• _Exercise text_
•••
TOOELE It all started a few months after Kristen Bleazard went to work as a clerk at the 7-Eleven store in her neighborhood.
So many customers dropped in at all hours to buy cigarettes that Kristen, then 16, started to wonder, "What's the big deal? What does smoking feel like?" One day after work, to get around Utah's 19-and-older cigarette sales law, she asked one of her co-workers to buy her a pack of Camels.
I'll try just one, she thought, lighting up. Inhaling, she coughed and felt dizzy, but for whatever stupid reason, she was determined to get it right. Within a couple of weeks, her "just one" promise had evaporated with the smoke rings she was expertly puffing on her lunch break.
Five years later, Kristen looks back at her decision to buy that first pack of cigarettes and sighs. "It was a dumb move curiosity got to me," she says. "Like a lot of people I thought, 'No problem I can quit any time.' I know now that's not how it works. I got addicted, and quick. I'm really disappointed in myself."
•••
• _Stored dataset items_

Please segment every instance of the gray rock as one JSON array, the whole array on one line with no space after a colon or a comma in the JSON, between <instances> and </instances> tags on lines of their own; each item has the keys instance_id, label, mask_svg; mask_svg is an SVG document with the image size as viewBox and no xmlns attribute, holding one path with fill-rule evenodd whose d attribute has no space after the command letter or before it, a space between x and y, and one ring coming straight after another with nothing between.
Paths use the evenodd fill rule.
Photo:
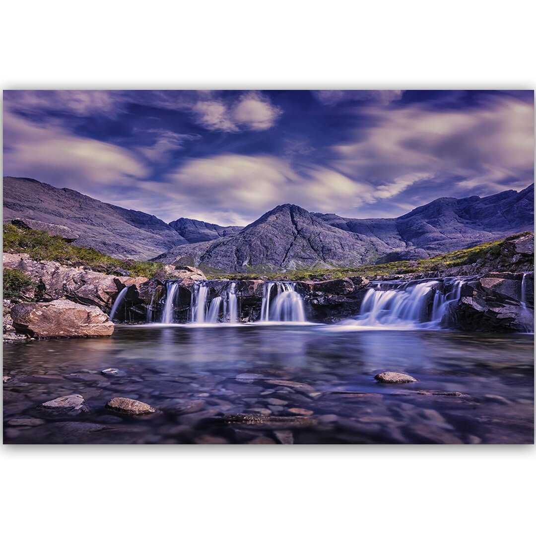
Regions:
<instances>
[{"instance_id":1,"label":"gray rock","mask_svg":"<svg viewBox=\"0 0 536 536\"><path fill-rule=\"evenodd\" d=\"M19 303L11 309L18 331L38 337L106 337L114 332L108 315L68 300Z\"/></svg>"},{"instance_id":2,"label":"gray rock","mask_svg":"<svg viewBox=\"0 0 536 536\"><path fill-rule=\"evenodd\" d=\"M381 383L406 383L417 381L412 376L400 372L390 371L381 372L374 376L374 379Z\"/></svg>"},{"instance_id":3,"label":"gray rock","mask_svg":"<svg viewBox=\"0 0 536 536\"><path fill-rule=\"evenodd\" d=\"M126 415L147 415L154 413L158 410L152 407L145 402L133 400L132 398L124 398L117 397L112 398L106 403L108 410L117 412L119 413L124 413Z\"/></svg>"}]
</instances>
•••
• _Problem to work on_
Decide whether each statement below agrees with the text about Kristen Bleazard, answering yes or no and quoting the words from the text that decide it. 1. Kristen was 16 when she began to wonder what smoking felt like. 2. Kristen bought her first pack of Camels herself. 3. Kristen's first cigarette made her cough and feel dizzy.

• _Expected output_
1. Yes: "Kristen, then 16, started to wonder"
2. No: "she asked one of her co-workers to buy her a pack of Camels"
3. Yes: "Inhaling, she coughed and felt dizzy"